## What the task requires
Answer these questions from the passage on ocean data preprocessing:
1. What equipment were the shallow seawater measured data assumed to come from?
2. In what year was the Argo project proposed?
3. What is the spatial resolution of the historical SSP data?

## Text provided

"""

3.2. Data Preprocessing

3.2.1. Data Source

The shallow seawater measured data used in the research were assumed to be using XCTD equipment, which consists of a probe and connecting cables. The probe sinks at a known rate during the process while the data are transmitted through the connecting cable, effectively reducing observation time. When processing data, the loop nesting method is used multiple times to assist in data extraction, processing, and other operations.

In recent decades, many large-scale ocean observation plans and systems have emerged, among which the Array for Real-time Geostrophic Oceanography (Argo) has the widest coverage, largest scale, and most complete data. This project was proposed by atmospheric and marine scientists from countries such as the United States, the United Kingdom, and France in 1998, and quickly received positive responses from other countries [25]. After years of effort and multi-party cooperation, the Argo program has formed a vast global ocean observation system.

The historical SSP data are selected from the Global Ocean Argo Dataset (GDCSM_ Argo) released by the China Argo Real-Time Data Center. The temporal resolution of the data are once a month, while the spatial resolution is 1° × 1° (longitude × latitude), and the data includes 58 vertical horizons from the sea level to 1975 m, stratified as follows: 0–10 m, divided into one layer every 5 m; 10–180 m, divided into one layer every 10 m; 180–460 m, divided into one layer every 20 m; 500–1250 m, divided into one layer every 50 m; 1300–1900 m, divided into one layer every 100 m; and the deepest layer is 1975 m.

"""

## Source material
"""

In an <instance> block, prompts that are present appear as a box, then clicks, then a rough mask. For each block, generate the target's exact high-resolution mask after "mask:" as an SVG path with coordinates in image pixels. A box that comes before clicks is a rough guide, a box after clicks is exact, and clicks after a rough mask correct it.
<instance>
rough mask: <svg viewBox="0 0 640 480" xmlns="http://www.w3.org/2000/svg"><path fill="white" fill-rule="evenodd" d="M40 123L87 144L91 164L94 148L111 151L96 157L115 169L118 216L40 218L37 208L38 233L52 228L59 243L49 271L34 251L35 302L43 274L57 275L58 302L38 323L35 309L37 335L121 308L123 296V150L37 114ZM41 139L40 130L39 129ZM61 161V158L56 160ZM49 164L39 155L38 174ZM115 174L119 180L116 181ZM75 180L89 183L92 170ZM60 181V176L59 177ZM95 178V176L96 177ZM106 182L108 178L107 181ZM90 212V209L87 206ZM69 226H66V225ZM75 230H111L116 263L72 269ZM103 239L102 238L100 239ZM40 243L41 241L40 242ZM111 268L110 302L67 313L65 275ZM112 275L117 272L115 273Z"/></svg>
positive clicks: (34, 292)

"""

## Reply
1. XCTD equipment, consisting of a probe and connecting cables.
2. 1998.
3. 1° × 1° (longitude × latitude).